Rows excerpted from a collection:
#####

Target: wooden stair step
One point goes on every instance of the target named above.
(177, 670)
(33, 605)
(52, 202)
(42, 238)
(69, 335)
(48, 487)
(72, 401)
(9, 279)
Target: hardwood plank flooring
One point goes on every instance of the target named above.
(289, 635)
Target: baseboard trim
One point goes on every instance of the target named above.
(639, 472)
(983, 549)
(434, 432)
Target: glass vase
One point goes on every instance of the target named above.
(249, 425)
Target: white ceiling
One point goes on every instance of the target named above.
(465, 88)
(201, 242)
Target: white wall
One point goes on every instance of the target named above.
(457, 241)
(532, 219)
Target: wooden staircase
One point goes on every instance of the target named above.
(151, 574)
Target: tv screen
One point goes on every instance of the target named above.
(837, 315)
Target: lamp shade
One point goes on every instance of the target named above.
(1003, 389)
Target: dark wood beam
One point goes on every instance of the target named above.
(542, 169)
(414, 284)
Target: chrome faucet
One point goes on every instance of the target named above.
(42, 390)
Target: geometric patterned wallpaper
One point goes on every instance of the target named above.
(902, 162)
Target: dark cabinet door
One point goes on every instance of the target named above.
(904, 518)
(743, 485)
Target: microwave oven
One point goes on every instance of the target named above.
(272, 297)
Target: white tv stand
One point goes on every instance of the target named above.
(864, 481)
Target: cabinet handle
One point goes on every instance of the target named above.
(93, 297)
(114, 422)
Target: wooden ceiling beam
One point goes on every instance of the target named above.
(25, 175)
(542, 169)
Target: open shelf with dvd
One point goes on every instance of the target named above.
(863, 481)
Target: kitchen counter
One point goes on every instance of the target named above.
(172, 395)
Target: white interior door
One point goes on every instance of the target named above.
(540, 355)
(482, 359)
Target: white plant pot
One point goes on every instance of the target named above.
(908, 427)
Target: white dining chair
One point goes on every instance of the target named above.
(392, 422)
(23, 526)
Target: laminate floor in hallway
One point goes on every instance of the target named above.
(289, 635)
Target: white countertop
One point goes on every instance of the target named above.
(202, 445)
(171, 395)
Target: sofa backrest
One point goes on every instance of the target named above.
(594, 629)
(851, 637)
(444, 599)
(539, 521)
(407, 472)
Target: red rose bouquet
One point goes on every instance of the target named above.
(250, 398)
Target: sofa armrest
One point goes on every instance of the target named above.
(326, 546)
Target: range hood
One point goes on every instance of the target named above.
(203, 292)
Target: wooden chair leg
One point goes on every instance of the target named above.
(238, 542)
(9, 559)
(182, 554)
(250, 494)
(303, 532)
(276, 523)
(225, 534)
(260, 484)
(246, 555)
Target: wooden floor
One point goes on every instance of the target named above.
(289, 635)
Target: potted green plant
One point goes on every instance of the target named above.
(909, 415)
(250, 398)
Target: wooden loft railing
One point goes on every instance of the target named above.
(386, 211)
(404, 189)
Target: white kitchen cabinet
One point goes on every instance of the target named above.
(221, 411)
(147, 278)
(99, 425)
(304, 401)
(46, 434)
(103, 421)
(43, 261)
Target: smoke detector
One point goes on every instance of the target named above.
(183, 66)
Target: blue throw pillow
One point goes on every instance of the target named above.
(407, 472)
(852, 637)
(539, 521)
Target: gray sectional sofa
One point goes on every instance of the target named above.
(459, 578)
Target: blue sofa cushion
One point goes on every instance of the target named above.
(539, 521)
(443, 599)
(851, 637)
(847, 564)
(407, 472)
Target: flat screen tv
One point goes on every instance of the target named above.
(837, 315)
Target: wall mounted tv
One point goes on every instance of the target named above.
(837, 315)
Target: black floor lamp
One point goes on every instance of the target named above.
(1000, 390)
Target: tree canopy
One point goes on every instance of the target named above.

#####

Turn all the rows above into a numbered list, omitting any blank lines.

▶ Reply:
1. Target: wooden stair step
2. One point goes on every instance of the target named above.
3. (177, 670)
4. (33, 605)
5. (52, 202)
6. (42, 238)
7. (69, 335)
8. (48, 487)
9. (72, 401)
10. (9, 279)
11. Target: hardwood plank flooring
12. One point goes on every instance of the target named above.
13. (289, 635)
14. Target: baseboard trim
15. One point goes on every instance of the target named above.
16. (639, 472)
17. (983, 549)
18. (434, 432)
19. Target: glass vase
20. One point goes on every instance of the target named above.
21. (249, 425)
22. Target: white ceiling
23. One point goes on every instance of the target named above.
24. (465, 88)
25. (201, 242)
26. Target: white wall
27. One point goes on every instance of the target named above.
28. (457, 241)
29. (532, 219)
30. Target: wooden staircase
31. One point goes on every instance of the target named above.
32. (151, 574)
33. Target: tv screen
34. One point goes on every instance of the target named above.
35. (837, 315)
36. Target: lamp shade
37. One point goes on every instance of the target named above.
38. (1003, 389)
39. Target: dark wood beam
40. One point goes on every instance of the target named above.
41. (542, 169)
42. (414, 284)
43. Target: chrome faucet
44. One point goes on every instance of the target named above.
45. (42, 390)
46. Target: geometric patterned wallpaper
47. One point goes on every instance of the target named above.
48. (902, 162)
49. Target: dark cabinet door
50. One point goes on every instance of the target named above.
51. (904, 518)
52. (743, 485)
53. Target: microwave oven
54. One point goes on every instance of the target named above.
55. (272, 297)
56. Target: white tv stand
57. One point goes on every instance of the target named above.
58. (864, 481)
59. Target: cabinet handle
60. One point goes on every instance of the target named above.
61. (93, 297)
62. (114, 422)
63. Target: wooden ceiling beam
64. One point goes on every instance of the target named above.
65. (25, 175)
66. (542, 169)
67. Target: open shelf with dvd
68. One point goes on every instance of the target named above.
69. (863, 481)
70. Target: kitchen counter
71. One point goes on every instance of the target named above.
72. (172, 395)
73. Target: white interior door
74. One point goes on every instance of the target named above.
75. (540, 355)
76. (482, 359)
77. Target: white plant pot
78. One point goes on every instance of the target named above.
79. (908, 427)
80. Target: white dining chair
81. One point goes on every instance of the target named above.
82. (392, 422)
83. (23, 526)
84. Target: laminate floor in hallway
85. One point goes on every instance of the target named above.
86. (289, 635)
87. Target: white countertop
88. One point goes on every instance of the target named above.
89. (202, 445)
90. (171, 395)
91. Target: sofa backrest
92. One point goes on every instance of the target named above.
93. (594, 629)
94. (851, 637)
95. (444, 599)
96. (539, 521)
97. (407, 472)
98. Target: red rose bouquet
99. One point goes on every instance of the target named above.
100. (250, 398)
101. Target: sofa armrest
102. One point goes on every instance of the target named above.
103. (326, 546)
104. Target: range hood
105. One point goes on every instance of the target named above.
106. (203, 292)
107. Target: wooden chair leg
108. One point goes on every instance of the target named above.
109. (238, 542)
110. (9, 559)
111. (182, 554)
112. (250, 494)
113. (303, 532)
114. (276, 523)
115. (225, 534)
116. (260, 484)
117. (246, 555)
118. Target: wooden floor
119. One point goes on every instance of the target named above.
120. (289, 635)
121. Target: potted green plant
122. One point goes on every instance of the target named above.
123. (909, 415)
124. (250, 398)
125. Target: wooden loft railing
126. One point goes on every instance of the target named above.
127. (386, 211)
128. (404, 189)
129. Target: white kitchen cabinet
130. One point goes on every instance of the target named above.
131. (221, 411)
132. (147, 278)
133. (99, 425)
134. (304, 401)
135. (46, 434)
136. (103, 421)
137. (43, 261)
138. Target: smoke detector
139. One point goes on every instance of the target named above.
140. (183, 66)
141. Target: blue throw pillow
142. One point goes on every instance of the target named above.
143. (407, 472)
144. (852, 637)
145. (539, 521)
146. Target: gray sectional sofa
147. One point goes on every instance of the target named above.
148. (459, 578)
149. Target: blue sofa cushion
150. One point goes on every instance of the target named above.
151. (539, 521)
152. (443, 599)
153. (851, 637)
154. (847, 564)
155. (407, 472)
156. Target: flat screen tv
157. One point goes on every instance of the target named above.
158. (837, 315)
159. Target: wall mounted tv
160. One point goes on every instance of the target named above.
161. (837, 315)
162. Target: black floor lamp
163. One point goes on every instance of the target named above.
164. (1000, 390)
165. Target: tree canopy
166. One point goes on every instance of the target named above.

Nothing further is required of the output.